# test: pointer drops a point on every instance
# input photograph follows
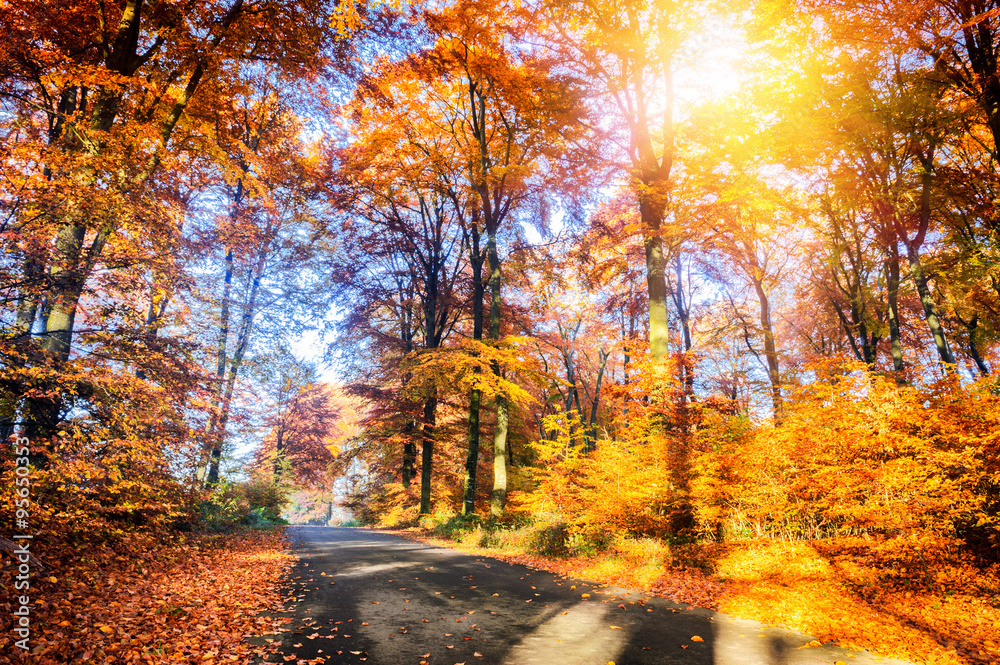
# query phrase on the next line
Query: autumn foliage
(683, 282)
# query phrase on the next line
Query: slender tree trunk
(475, 397)
(929, 307)
(279, 447)
(770, 352)
(499, 498)
(973, 327)
(892, 311)
(656, 283)
(472, 459)
(217, 438)
(409, 454)
(592, 425)
(427, 453)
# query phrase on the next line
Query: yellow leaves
(471, 365)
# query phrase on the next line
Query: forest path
(378, 599)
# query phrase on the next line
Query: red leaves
(188, 600)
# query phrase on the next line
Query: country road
(373, 598)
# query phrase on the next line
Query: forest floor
(836, 591)
(143, 599)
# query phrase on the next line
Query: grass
(841, 591)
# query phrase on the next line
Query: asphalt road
(377, 599)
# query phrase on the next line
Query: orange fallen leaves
(141, 599)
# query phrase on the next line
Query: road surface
(363, 597)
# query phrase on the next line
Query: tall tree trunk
(499, 498)
(592, 425)
(651, 214)
(973, 328)
(409, 453)
(892, 311)
(476, 395)
(217, 438)
(427, 452)
(929, 307)
(913, 257)
(770, 352)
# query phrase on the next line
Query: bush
(255, 503)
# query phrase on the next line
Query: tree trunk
(427, 453)
(892, 311)
(973, 327)
(499, 500)
(656, 283)
(475, 398)
(770, 353)
(930, 309)
(500, 435)
(217, 438)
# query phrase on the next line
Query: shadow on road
(367, 597)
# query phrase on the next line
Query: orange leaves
(193, 598)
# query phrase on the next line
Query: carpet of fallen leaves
(832, 591)
(149, 599)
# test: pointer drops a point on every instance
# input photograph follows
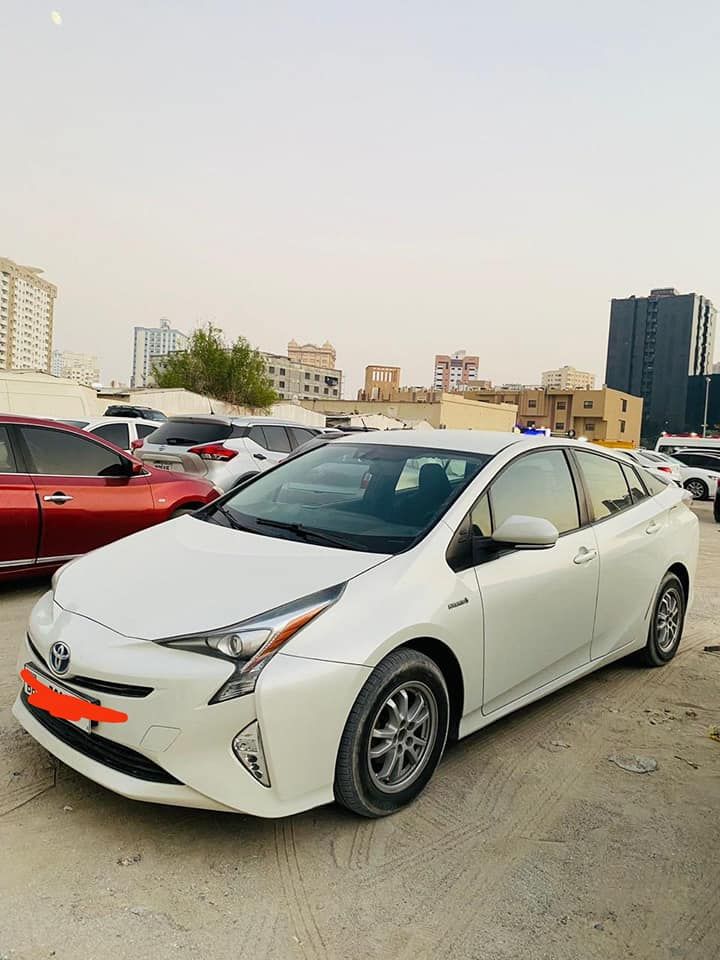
-=-=-=-=-
EXERCISE OBJECTIVE » Show every line of the material above that contains the string "orange".

EXERCISE ANSWER »
Query: orange fallen leaves
Query: orange leaves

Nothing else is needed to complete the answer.